Start of Dataset

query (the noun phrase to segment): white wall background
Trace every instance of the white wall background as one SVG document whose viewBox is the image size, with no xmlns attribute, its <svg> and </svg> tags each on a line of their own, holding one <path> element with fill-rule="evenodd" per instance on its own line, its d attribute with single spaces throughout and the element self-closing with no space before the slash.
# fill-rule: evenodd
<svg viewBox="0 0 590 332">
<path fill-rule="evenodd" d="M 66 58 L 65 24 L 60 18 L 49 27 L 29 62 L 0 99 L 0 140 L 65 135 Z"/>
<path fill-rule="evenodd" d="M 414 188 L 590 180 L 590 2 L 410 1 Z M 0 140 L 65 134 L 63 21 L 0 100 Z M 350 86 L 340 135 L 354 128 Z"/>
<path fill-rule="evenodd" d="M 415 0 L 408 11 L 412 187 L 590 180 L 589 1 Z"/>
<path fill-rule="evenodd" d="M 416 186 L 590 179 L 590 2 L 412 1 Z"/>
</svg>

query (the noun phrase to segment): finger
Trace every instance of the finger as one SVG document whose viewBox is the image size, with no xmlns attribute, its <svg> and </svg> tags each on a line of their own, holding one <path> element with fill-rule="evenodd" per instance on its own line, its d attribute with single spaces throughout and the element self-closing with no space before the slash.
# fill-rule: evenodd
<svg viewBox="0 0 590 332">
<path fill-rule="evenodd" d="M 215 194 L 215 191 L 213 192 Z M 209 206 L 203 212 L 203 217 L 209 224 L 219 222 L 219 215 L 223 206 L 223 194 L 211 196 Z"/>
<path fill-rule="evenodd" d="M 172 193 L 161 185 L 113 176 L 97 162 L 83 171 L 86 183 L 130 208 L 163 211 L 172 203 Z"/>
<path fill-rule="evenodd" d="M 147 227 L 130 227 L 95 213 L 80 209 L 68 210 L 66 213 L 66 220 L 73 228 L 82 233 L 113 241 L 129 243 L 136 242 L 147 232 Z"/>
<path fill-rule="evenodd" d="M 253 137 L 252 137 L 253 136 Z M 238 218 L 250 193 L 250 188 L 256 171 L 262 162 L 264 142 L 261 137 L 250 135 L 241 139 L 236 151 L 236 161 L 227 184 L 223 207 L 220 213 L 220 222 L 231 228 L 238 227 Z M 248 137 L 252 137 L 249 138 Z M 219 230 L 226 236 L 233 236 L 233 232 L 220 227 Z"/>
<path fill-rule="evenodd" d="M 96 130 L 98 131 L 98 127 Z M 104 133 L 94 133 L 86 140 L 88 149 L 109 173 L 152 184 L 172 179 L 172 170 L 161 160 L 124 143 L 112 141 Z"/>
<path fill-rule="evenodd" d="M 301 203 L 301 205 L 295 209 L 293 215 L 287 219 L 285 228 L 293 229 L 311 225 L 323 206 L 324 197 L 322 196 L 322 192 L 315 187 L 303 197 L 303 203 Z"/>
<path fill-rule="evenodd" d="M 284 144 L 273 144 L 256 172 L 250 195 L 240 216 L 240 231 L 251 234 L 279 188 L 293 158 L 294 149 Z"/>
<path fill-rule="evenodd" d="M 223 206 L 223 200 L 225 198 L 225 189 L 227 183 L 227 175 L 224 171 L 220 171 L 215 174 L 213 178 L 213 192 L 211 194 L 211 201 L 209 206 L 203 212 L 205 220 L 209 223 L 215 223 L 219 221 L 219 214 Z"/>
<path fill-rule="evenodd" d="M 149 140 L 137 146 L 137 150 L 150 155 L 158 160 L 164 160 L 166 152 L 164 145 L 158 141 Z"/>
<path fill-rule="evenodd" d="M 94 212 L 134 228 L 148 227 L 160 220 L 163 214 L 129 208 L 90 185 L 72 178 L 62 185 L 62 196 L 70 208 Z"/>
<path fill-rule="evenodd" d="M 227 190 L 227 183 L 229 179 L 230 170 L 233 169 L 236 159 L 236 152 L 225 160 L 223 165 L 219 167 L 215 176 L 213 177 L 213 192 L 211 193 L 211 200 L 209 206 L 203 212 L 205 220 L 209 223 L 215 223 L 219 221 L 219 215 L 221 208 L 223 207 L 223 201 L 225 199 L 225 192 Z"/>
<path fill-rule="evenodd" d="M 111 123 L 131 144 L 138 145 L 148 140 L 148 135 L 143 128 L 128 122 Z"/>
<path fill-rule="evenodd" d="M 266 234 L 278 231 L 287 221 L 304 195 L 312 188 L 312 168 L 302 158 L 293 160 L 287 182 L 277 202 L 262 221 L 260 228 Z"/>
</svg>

End of Dataset

Task directions: Scan the material above for the word "space". Copy each line where it occurs.

Task output:
Trace every instance of the white wall background as one SVG document whose viewBox is the image size, with no xmlns attribute, its <svg> and </svg> tags each on a line of their own, holding one <path> element with fill-rule="evenodd" per instance on its own line, its d attribute with single spaces throughout and the element self-closing with no space before the slash.
Trace every instance of the finger as one SVG document whose viewBox is the image size, with no xmlns attribute, its <svg> and </svg> tags each on a line of their own, holding one <path> element with fill-rule="evenodd" per instance on its own line, its d attribute with single spaces throughout and the element self-closing with no space before the slash.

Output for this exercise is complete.